● PROBLEM STATEMENT
Lines holding the string "poster" in the listing below are to be copied.
═══
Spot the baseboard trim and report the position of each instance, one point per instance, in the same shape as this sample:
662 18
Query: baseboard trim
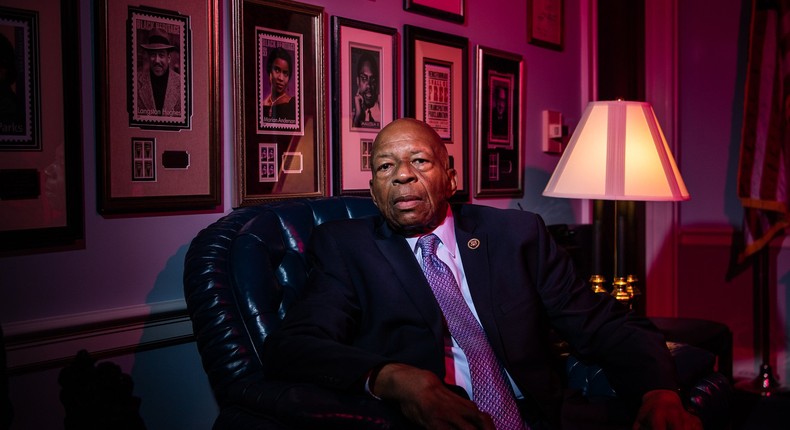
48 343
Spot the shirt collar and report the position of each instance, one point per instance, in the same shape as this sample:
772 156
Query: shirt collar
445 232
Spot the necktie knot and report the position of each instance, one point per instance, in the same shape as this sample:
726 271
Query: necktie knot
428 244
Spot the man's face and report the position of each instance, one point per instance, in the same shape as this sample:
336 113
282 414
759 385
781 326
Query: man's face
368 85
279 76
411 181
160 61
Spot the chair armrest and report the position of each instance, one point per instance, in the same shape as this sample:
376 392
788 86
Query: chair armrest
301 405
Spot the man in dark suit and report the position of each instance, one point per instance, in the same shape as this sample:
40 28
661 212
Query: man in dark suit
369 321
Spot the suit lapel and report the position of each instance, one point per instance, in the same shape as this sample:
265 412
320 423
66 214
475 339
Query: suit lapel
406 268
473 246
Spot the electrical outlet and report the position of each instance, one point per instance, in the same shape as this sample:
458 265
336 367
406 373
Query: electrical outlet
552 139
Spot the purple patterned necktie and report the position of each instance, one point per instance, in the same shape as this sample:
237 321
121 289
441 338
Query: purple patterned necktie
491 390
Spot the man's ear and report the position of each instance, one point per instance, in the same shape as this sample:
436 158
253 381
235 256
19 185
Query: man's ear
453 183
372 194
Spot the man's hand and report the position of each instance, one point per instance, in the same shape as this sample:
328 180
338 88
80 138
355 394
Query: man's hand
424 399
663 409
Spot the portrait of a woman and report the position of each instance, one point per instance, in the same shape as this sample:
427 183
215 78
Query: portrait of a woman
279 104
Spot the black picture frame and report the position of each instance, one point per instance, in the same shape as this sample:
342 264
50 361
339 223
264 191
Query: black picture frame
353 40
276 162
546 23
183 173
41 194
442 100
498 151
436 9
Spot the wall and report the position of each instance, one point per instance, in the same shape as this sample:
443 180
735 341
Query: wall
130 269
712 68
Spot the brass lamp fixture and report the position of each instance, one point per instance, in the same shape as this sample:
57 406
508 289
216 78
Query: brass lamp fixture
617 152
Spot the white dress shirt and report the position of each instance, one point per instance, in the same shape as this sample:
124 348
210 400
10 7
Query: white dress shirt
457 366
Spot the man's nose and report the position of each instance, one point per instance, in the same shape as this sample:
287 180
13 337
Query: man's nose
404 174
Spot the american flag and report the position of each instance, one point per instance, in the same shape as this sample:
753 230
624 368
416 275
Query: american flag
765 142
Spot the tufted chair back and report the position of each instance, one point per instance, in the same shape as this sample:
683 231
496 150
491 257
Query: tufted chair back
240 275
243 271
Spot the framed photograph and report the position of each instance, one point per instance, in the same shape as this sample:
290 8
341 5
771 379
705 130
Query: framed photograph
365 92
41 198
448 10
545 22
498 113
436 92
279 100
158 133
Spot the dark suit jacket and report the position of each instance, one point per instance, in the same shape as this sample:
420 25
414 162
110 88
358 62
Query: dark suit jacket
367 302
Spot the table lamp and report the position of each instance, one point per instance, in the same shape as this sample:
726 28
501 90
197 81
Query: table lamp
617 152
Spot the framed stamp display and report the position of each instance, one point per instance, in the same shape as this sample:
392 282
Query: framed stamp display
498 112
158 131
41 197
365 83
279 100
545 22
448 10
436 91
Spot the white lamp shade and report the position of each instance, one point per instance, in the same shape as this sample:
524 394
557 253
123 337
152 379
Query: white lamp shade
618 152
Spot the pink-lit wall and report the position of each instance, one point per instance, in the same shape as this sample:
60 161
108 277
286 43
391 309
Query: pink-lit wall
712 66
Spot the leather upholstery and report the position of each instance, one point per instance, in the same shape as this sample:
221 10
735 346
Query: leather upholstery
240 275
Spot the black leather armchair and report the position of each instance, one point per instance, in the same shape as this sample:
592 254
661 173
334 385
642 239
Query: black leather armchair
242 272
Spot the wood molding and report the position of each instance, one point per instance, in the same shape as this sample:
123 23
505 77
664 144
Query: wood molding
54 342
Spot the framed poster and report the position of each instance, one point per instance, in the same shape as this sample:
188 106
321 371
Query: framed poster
═══
● RESPONSE TO THE TASK
Spot the framed poster and report the position of each instance, one point per instance, in the same shape as this sample:
Query: framed poster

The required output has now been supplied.